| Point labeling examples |

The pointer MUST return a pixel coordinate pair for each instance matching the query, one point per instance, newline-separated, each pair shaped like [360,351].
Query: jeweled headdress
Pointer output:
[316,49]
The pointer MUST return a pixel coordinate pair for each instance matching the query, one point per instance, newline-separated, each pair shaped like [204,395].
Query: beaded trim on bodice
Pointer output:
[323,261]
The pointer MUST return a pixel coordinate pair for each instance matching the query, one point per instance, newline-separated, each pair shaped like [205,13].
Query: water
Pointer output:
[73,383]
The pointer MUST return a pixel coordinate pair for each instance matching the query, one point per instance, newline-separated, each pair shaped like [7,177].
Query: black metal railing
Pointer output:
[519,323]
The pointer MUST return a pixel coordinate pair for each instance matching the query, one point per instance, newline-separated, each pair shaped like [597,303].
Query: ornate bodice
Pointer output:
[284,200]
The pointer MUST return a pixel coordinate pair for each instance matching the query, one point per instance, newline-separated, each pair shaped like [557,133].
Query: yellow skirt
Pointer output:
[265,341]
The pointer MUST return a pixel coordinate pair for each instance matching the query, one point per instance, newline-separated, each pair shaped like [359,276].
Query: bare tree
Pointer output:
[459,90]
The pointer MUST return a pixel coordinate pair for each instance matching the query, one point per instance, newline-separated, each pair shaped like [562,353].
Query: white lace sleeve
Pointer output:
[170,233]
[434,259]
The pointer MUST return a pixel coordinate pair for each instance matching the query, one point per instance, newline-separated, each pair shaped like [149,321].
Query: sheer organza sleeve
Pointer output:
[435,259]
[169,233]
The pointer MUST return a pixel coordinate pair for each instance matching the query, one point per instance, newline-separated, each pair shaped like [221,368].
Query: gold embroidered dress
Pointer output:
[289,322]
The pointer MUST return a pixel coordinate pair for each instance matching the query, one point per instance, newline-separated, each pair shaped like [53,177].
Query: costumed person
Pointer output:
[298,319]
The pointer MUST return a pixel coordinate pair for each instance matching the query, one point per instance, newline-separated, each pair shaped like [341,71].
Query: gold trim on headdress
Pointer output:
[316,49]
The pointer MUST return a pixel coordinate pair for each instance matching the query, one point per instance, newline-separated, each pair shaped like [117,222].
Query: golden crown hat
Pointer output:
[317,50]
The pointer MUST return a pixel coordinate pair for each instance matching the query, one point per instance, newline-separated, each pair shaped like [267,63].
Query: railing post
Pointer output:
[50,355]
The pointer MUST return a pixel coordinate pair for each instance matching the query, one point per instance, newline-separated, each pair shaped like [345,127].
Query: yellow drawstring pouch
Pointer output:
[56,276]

| STATED EXERCISE |
Set all of the entries down again, exactly as they were given.

| EXERCISE RESULT |
The pointer MUST return a pixel coordinate pair for each instance matching the query, one point per instance, newline-separated, each pair shaped like [360,351].
Query: jeweled headdress
Pointer output:
[316,49]
The pointer MUST return a pixel coordinate pair for each instance matching the query, one point per instance, newline-separated, each pair shaped like [204,395].
Query: beaded trim on bodice
Pointer output:
[323,261]
The pointer MUST return a pixel coordinate pair for each instance matching the query, one point per instance, newline-separated, each pair shaped like [205,13].
Query: water
Pointer output:
[73,383]
The pointer MUST return a pixel coordinate pair for each instance matching the query, one point per instance, newline-separated, each pair shaped like [7,177].
Query: black metal railing
Pointer output:
[519,323]
The pointer MUST return a pixel coordinate pair for each instance matching the query, one point per instance, newline-separated, each pair shaped like [597,303].
Query: ornate bodice
Pointer output:
[284,200]
The pointer MUST return a pixel coordinate pair for each instance matching the query, one point per instance, newline-separated, each pair shaped like [557,133].
Query: yellow skirt
Pointer output:
[265,341]
The pointer MUST return a pixel coordinate pair for each instance matching the query, one point per instance, newline-separated, each pair shaped like [359,276].
Query: bare tree
Pointer output:
[459,90]
The pointer MUST return a pixel coordinate pair for each instance matching the query, one point per instance, newline-separated, each pair shaped like [562,353].
Query: white lace sleeve
Pointer output:
[170,233]
[434,259]
The pointer MUST return a pixel coordinate pair for each instance matching the query, one point per instance, newline-separated, each pair shaped like [149,321].
Query: sheer organza sleeve
Pointer output:
[435,259]
[169,233]
The pointer MUST return a pixel coordinate pair for each instance matching the query, one point per instance, newline-separated, each pair shaped like [221,368].
Query: gold embroidered dress
Pointer output:
[289,322]
The pointer MUST return a pixel coordinate pair for each instance matching the query, one point per instance, newline-separated, each pair shaped like [53,177].
Query: costumed person
Pointer output:
[298,319]
The pointer MUST return a pixel coordinate pair for each instance matching the query, one point per instance, newline-separated, each pair shaped like [341,71].
Query: gold trim on headdress
Pointer output:
[316,49]
The pointer MUST return a pixel coordinate pair for each instance matching the query, one point per instance, newline-separated, each pair shaped like [117,222].
Query: golden crown hat
Pointer output:
[317,50]
The pointer MUST return a pixel coordinate pair for each instance matching the query, one point per instance, newline-separated, each pair shaped like [267,63].
Query: railing post
Pointer output:
[50,355]
The pointer MUST return a pixel coordinate pair for each instance matching the query, one point per instance, newline-separated, each pair shaped like [345,127].
Query: yellow drawstring pouch
Pointer output:
[56,276]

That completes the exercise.